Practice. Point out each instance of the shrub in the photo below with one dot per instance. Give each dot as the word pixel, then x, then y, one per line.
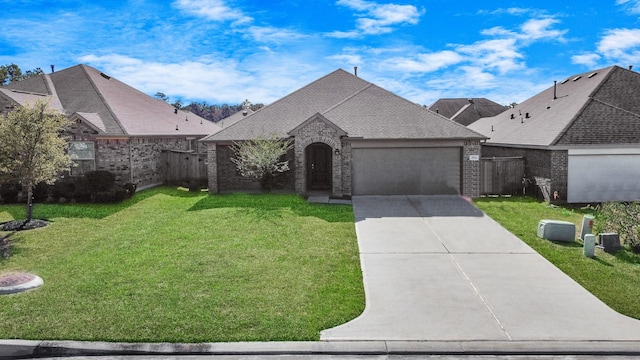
pixel 63 189
pixel 41 192
pixel 621 218
pixel 100 180
pixel 131 189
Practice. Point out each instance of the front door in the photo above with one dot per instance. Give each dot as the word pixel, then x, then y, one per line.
pixel 319 166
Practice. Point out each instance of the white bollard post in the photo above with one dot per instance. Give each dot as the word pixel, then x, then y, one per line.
pixel 587 225
pixel 589 245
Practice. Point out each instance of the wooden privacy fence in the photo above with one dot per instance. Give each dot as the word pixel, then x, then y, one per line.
pixel 500 176
pixel 184 166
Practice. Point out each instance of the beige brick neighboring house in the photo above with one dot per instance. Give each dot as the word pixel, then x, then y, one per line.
pixel 116 127
pixel 352 137
pixel 581 135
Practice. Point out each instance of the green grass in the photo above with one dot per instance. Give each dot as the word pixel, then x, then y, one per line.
pixel 174 266
pixel 612 278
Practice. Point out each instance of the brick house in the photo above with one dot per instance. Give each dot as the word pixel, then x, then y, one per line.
pixel 465 111
pixel 116 127
pixel 352 137
pixel 579 138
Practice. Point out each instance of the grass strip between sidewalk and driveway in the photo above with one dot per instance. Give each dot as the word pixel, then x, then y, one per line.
pixel 174 266
pixel 613 278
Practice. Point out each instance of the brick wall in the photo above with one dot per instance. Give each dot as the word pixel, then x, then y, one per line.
pixel 147 167
pixel 212 168
pixel 113 155
pixel 347 160
pixel 471 169
pixel 5 106
pixel 319 131
pixel 223 176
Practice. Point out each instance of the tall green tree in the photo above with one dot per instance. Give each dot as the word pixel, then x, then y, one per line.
pixel 33 148
pixel 11 73
pixel 262 158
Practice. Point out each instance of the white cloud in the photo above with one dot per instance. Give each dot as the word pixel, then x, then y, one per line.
pixel 273 34
pixel 264 78
pixel 538 29
pixel 620 46
pixel 423 63
pixel 633 6
pixel 587 59
pixel 352 60
pixel 215 10
pixel 497 54
pixel 374 18
pixel 531 30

● ● ●

Exercise
Write the "Practice. Point out each instance of the tall" line and all later lines exactly. Stop at the end of the data.

Response area
Practice. Point out each instance of the tall green tree in the photo above with one dot per instance. Give each dot as the word pixel, then x, then y, one per line.
pixel 33 148
pixel 11 73
pixel 262 158
Practice. Point out each instance of the white cloud in the photo above with one dot per instance. Give each dot as the word pixel, then x, then y, one per line.
pixel 273 34
pixel 264 78
pixel 538 29
pixel 620 46
pixel 423 63
pixel 633 6
pixel 587 59
pixel 352 60
pixel 215 10
pixel 497 54
pixel 374 18
pixel 531 30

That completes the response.